§ **GIVEN ENTRIES**:
────────────────────────────────────────
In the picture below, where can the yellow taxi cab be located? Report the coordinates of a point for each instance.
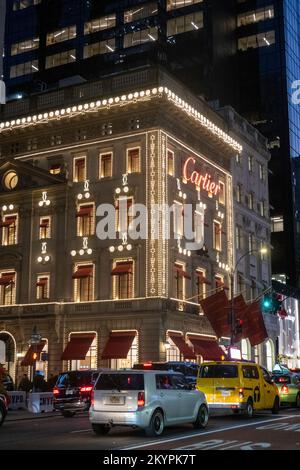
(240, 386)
────────────────────────────────────────
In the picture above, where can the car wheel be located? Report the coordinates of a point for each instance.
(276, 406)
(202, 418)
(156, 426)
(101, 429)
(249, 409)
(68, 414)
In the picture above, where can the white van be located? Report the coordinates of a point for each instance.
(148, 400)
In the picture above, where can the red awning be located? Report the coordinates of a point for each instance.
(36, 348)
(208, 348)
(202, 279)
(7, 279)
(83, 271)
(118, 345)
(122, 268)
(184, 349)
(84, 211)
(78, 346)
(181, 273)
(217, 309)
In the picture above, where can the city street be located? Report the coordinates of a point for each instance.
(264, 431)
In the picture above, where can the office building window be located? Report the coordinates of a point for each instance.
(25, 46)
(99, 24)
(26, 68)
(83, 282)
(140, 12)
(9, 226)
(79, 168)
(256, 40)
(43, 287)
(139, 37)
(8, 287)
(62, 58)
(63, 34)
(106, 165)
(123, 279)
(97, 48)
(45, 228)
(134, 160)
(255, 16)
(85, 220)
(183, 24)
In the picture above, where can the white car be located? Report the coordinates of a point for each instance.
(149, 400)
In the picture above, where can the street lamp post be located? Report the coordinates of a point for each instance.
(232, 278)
────────────────────────────────────────
§ **STATED PROBLEM**: How many lines of the records contain the string "white"? Case counts. Reply with the number alone.

§ **EXERCISE ANSWER**: 2